WHAT THE EXERCISE ASKS: Which lines in the material below contain the string "tree"? Pick out and copy each one, counting only matches with the same uppercase and lowercase letters.
— START SUPPLIED ENTRIES —
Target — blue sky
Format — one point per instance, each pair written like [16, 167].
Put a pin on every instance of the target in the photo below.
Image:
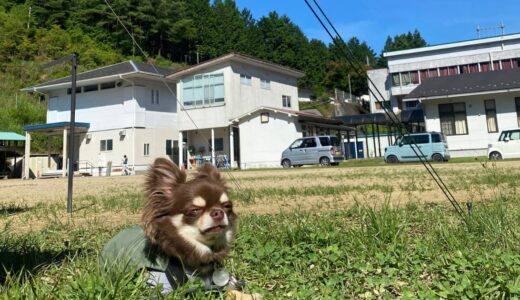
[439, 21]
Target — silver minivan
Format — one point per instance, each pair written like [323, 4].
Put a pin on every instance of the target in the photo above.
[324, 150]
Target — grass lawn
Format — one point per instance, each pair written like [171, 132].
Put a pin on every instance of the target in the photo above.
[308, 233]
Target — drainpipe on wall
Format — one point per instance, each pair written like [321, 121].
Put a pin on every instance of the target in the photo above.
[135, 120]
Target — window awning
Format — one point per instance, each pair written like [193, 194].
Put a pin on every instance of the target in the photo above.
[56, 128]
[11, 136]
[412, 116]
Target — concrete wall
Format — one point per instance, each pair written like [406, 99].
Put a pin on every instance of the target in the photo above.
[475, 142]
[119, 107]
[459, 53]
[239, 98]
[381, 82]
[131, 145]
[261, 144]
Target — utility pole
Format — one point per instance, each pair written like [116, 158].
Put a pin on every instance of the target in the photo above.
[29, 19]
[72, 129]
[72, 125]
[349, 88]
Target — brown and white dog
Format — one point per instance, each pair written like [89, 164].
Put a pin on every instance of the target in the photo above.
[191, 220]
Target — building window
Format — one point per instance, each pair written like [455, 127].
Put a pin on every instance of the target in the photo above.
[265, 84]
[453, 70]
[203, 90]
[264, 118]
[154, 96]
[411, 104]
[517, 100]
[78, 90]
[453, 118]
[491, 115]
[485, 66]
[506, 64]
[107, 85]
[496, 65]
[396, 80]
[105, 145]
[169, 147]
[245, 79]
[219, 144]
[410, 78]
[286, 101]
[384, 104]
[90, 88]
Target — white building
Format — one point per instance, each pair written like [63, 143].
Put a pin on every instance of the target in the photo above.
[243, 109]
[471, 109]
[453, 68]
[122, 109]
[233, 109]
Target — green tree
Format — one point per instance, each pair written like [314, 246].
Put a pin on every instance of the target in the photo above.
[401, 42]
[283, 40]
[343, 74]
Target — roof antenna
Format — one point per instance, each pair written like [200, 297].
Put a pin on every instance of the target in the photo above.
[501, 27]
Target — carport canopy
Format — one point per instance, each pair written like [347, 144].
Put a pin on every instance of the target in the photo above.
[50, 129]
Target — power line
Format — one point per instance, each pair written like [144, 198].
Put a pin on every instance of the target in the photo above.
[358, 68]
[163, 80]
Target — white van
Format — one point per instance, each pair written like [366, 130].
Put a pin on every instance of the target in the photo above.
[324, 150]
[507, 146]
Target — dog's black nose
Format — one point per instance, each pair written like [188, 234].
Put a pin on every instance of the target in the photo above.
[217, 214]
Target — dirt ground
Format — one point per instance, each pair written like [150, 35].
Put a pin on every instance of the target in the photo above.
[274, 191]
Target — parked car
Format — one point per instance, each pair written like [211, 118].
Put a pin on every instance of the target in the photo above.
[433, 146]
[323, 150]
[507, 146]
— END SUPPLIED ENTRIES —
— START SUPPLIED ENTRIES —
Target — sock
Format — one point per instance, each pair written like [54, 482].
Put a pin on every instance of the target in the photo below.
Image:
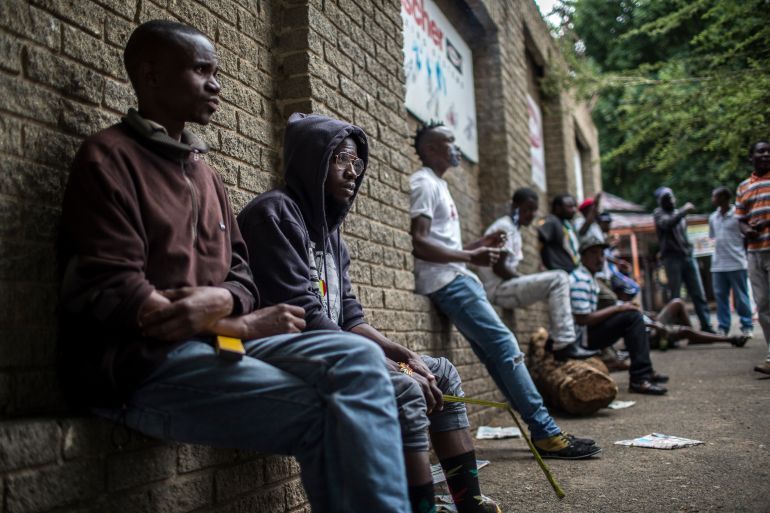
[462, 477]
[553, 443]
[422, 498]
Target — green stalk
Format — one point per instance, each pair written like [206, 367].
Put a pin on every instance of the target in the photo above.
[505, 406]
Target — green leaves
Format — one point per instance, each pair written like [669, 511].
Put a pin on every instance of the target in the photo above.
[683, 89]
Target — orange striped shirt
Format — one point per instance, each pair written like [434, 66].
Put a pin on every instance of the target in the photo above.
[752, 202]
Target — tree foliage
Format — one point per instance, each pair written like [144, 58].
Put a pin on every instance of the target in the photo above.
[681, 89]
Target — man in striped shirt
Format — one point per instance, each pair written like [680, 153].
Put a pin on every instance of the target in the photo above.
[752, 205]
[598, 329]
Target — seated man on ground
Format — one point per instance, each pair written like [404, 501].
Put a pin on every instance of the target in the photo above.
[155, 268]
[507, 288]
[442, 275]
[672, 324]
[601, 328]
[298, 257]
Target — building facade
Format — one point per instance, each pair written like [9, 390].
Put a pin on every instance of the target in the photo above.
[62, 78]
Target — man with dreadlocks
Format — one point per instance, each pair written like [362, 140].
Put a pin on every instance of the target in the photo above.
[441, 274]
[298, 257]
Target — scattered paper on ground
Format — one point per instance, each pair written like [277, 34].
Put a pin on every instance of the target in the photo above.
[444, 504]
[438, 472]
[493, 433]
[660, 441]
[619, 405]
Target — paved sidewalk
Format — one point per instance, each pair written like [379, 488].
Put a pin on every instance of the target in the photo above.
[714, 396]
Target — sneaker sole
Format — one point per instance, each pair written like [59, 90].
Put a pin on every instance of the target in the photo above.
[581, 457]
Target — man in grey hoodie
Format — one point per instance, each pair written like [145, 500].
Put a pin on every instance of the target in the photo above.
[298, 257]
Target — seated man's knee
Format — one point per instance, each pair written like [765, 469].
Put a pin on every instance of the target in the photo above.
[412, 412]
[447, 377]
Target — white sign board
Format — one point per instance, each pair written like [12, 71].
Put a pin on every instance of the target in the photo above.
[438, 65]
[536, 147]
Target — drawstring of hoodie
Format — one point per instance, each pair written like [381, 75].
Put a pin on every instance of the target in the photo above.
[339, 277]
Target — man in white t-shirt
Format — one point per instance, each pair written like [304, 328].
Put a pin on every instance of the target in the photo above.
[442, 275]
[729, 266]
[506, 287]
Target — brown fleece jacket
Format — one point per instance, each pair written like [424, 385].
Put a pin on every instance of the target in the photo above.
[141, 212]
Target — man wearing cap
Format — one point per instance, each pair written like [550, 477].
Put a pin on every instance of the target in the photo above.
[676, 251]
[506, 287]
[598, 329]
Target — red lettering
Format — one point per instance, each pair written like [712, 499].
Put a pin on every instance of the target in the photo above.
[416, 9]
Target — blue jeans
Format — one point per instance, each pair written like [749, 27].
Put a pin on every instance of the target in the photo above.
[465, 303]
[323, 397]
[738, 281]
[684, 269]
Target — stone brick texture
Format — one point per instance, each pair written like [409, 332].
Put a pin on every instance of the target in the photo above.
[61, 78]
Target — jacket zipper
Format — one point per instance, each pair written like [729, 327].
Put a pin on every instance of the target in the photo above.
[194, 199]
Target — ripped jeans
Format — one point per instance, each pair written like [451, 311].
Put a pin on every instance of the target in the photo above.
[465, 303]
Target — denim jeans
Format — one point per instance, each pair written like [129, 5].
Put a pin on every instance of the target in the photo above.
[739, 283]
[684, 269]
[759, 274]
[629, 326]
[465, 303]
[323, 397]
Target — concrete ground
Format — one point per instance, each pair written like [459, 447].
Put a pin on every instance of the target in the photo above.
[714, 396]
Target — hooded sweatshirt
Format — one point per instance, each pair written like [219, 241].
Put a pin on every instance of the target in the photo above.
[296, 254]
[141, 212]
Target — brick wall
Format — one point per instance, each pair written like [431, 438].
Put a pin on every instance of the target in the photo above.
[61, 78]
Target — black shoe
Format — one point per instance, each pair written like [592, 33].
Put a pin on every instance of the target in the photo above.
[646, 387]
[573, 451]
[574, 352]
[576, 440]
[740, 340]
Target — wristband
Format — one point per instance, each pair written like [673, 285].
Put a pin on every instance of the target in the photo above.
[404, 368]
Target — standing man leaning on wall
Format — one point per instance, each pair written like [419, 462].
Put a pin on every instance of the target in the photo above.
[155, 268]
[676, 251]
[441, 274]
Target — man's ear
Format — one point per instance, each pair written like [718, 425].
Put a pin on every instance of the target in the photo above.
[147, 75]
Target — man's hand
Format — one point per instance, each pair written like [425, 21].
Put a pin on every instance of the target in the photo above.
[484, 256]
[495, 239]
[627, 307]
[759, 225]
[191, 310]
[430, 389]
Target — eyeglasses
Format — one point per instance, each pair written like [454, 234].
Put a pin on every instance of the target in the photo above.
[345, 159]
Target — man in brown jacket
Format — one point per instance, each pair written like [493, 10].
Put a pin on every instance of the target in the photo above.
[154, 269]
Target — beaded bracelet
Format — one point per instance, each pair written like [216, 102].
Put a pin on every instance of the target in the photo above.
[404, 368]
— END SUPPLIED ENTRIES —
SOLVED EXERCISE:
Target — green tree
Target — tree foliage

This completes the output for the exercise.